● WORK TO BE COMPLETED
Return the part of the material below that opens with the line containing "Where can the tree" and closes with the line containing "point(385, 272)", copying each line exactly.
START
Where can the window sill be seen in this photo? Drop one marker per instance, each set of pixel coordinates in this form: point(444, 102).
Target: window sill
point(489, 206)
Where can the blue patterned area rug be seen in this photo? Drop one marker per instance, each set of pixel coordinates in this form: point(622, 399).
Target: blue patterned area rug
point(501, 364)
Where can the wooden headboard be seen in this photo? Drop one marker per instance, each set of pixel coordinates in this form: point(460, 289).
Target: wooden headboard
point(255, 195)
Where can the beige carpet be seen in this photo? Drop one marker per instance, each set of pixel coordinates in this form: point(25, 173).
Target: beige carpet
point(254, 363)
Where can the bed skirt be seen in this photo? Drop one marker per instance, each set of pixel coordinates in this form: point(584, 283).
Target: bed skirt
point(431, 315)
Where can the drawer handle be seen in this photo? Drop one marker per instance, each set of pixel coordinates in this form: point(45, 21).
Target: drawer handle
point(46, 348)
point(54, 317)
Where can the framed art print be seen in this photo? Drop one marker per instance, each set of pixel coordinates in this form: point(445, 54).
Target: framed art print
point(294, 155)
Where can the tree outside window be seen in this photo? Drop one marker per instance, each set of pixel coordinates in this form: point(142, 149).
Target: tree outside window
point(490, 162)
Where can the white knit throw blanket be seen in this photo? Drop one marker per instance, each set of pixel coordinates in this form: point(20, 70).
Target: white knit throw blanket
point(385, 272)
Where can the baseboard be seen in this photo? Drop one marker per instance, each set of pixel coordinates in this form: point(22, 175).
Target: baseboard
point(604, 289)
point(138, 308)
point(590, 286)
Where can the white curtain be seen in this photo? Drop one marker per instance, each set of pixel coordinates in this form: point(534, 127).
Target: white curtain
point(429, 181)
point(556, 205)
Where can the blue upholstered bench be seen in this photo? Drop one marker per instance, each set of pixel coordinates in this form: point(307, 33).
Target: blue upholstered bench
END
● THE RESULT
Where can the tree outside window be seen in this photo? Drop one marker per instance, each set of pixel coordinates in this form: point(142, 149).
Target: tree outside window
point(490, 162)
Where can the white knit throw blanket be seen in this photo? Drop one marker per instance, each set of pixel coordinates in this form: point(20, 70).
Target: white knit throw blanket
point(385, 272)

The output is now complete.